══ Given passage ══

Skip to content
Feb 7 / Chuck Smith, Jr.

February 5, 2010 – “Present Your Bodies”

The idols of the nations are but silver and gold,
The work of man’s hands.
They have mouths, but they do not speak;
They have eyes, but they do not see;
They have ears, but they do not hear,
Nor is there any breath at all in their mouths.
Those who make them will be like them,
Yes, everyone who trusts in them.
Psalm 135:15-18

INTRO: I want to tell you what I see God doing with “us”

God has each one of us on a spiritual journey
– this describes our progress in God – we grow and develop into spiritual maturity (Ep. 4:11-14)
– what this means is that we become more at peace in Jesus, more content, less angry, and filled more with the fruit of the Spirit (Gal. 5:22-23)

Think of the spiritual journey like a hike in the Sierras – the Spirit is our guide
– the more we advance, the more we will take advantage of better gear and make better use of it
– we are learning about hiking, but also about everything else — weather, trees, plants, animals, stars, etc.

In a similar way, getting training in spiritual disciplines is useful for making progress in our spiritual journey
– these include learning to wait on God in prayer, the sacred reading of scripture, fasting, discernment, solitude, and so on

We are not, all of us, at the same place on the trail – there’s not one standard itinerary
– the Spirit of God meets us where we are and guides us from there
– we discover our own needs and our own inner obstacles
– but everything we learn is useful to every other traveler — we share the journey; we share resources (e.g., good books) and we share our lives – our stories

Through all of this, we are coming to know God better and live more fully to him

Why is it so difficult to keep this focus? (during the week)

In the busyness of our schedule and worries, we lose the meaning of our lives
– when I forget who I am, the course of my life determined by necessity

“Well, I have to get a job,” “I need a place to live,” etc.

– every necessity produces more necessities

“If I have a job, I’ll need a car. If I have a car, I’ll need gas, insurance, and money for repairs”

– as a result, money becomes the dominant theme of my life and I find myself thinking about it all the time
– I put a price tag on everything – “How much would it cost me . . .?”

But if I know who I am, I know that I’m more than my net worth
– or as Jesus said,

“Is not life more than food, and the body more than clothing?” (Mt. 6:25)
“a person’s life does not consist of the abundance of his possessions” (Lk. 12:15)

– when I live with meaning, money is irrelevant
– consider the people who have left everything to care for others

To recover (or refresh) our meaning we need to return to beginning

“Let us make man in Our image, according to Our likeness” (Ge. 1:26-30)
– God made us physical beings and placed us in a physical creation

What does this tell us about who we are?

  • We are our bodies
    – early Christian thinkers borrowed an idea from the Greeks – dualism
    – the body belongs to a different universe from soul or spirit
    – the true person was spirit – the body was seen as merely a shell
    – spirituality” was experienced outside body, removed from normal activities of life
    – the was considered an enemy, impediment, or irrelevant
    – that was not the way the body was seen in Hebrew thought, in which the body and soul were one inseparable unit, like sun and light
    – Christian spirituality is physical – we know God in and with the body — every normal activity is opened to God
  • We are more than our bodies
    – we cannot know another person simply by look at his or her physical appearance
    – we have to hear them, listen to their story, observe their life to see into their heart, mind and soul
  • Part of us is the image of God
    – if we emphasize the body so much we lose this, we lose who we are
    – if we emphasize the image so much we lose the body, we forfeit the “goodness” of the experience of this life

But there are other ways we can lose our souls and our bodies

The passage teaches us something we can learn from idols

People tend to make idols in their own image, “They have mouths . . . eyes . . . ears”

═══
══ Raw data ══

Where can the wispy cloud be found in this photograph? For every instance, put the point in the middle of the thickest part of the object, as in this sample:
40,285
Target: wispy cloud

═══

Problem requirements:
Continue the sermon notes on "Present Your Bodies," picking up after the line about people making idols in their own image.

Response:
– but the idol is always inferior to its maker, “but do not speak . . . see . . . hear”

The first lesson: The wonder of who we are – that we are not idols and we can speak, see, hear, and do all these wonderful things
– also tells us something about body parts we’ll be looking at closer
– attention is not drawn to the physical organ, limb, or part, but to its function – and not just its physiological function, but rather it’s sociological and psychological functions
– the mouth functions in speech and breath; the eyes function in sight; the ears function in hearing
– to us, these look like different categories of things
– to the psalmist, these different ways of representing aspects of the same, one whole person
– body parts provided them a way to look at the whole person from certain angles
– in the prayers of the psalmists, any one part can represent the whole person

The second lesson: (we learn from idols) Those who make idols become like them
– silent, sightless, deaf, without breath – lifeless – dead
– this happens when our brains become cluttered and overactive
– we stop seeing, hearing, breathing

  • We eat, but don’t taste our food
  • We play our favorite songs, but don’t listen to them
  • We live near the ocean, but never walk the shore barefoot

Our idols are killing us
– they are blinding us to a world that is filled with God’s glory

The negative influence of Greek philosophy gave rise to asceticism
– monks abused their bodies with severe fasting, sleeping on stone, cold floors, etc.
At least their objective was a life that was filled with God
– we abuse ours with over-indulgence, stress, lack of sleep, neglect

The Bible teaches us to treat the body as gift, as mystery, as sacred

CONC: For next few weeks – “Present Your Bodies”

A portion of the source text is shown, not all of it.